Task requirements => The records follow. Copy them exactly, but omit the pictures.
#### Information ####
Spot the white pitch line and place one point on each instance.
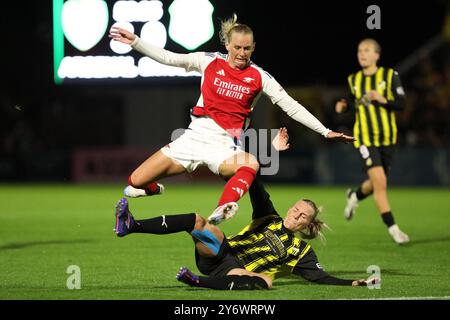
(407, 298)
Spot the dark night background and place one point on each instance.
(306, 45)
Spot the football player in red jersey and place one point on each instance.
(230, 87)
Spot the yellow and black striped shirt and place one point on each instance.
(375, 123)
(266, 246)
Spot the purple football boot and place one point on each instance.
(185, 275)
(124, 218)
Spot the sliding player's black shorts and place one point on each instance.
(219, 265)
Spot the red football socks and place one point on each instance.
(238, 185)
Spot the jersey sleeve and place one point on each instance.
(293, 109)
(309, 268)
(395, 92)
(195, 61)
(260, 198)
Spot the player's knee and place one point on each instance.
(268, 280)
(134, 180)
(200, 222)
(380, 184)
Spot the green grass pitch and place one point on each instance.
(44, 229)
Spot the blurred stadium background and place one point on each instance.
(85, 132)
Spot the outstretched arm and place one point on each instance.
(296, 111)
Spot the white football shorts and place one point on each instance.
(204, 143)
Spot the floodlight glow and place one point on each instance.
(119, 47)
(155, 33)
(141, 11)
(191, 22)
(84, 22)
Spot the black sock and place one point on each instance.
(388, 218)
(165, 224)
(233, 282)
(360, 195)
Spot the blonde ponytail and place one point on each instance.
(231, 25)
(316, 226)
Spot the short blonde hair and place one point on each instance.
####
Output for this exercise =>
Spot the white pitch line and place one point on each instance.
(407, 298)
Spot the dark night background and place one point on each instance.
(306, 45)
Spot the football player in red jersey and place one point on each instance.
(230, 87)
Spot the yellow and black striped shirt and place one point on each instance.
(375, 123)
(266, 246)
Spot the purple football boot and place one point on each instance.
(185, 275)
(124, 218)
Spot the sliding player's black shorts and place one point on each instance.
(219, 265)
Spot the red football socks and place one point on each instance.
(238, 185)
Spot the jersey sleeve and place one point on each instance.
(293, 109)
(309, 268)
(395, 92)
(195, 61)
(260, 198)
Spot the player's knee and place one point on each instance.
(268, 280)
(134, 180)
(200, 222)
(380, 184)
Spot the green grass pitch and place one point on each instance.
(44, 229)
Spot the blurred stadium background and place one point on each instance.
(85, 132)
Spot the outstretched arm and place one point on each instance.
(296, 111)
Spot the white football shorts and place one point on each instance.
(204, 143)
Spot the floodlight glow and place one point on each instance.
(119, 47)
(155, 33)
(141, 11)
(191, 22)
(84, 22)
Spot the black sock and place one point on each instance.
(388, 218)
(165, 224)
(233, 282)
(360, 195)
Spot the blonde ponytail and place one point on each instance.
(231, 25)
(316, 226)
Spot the short blonde hair and place one point on each instance.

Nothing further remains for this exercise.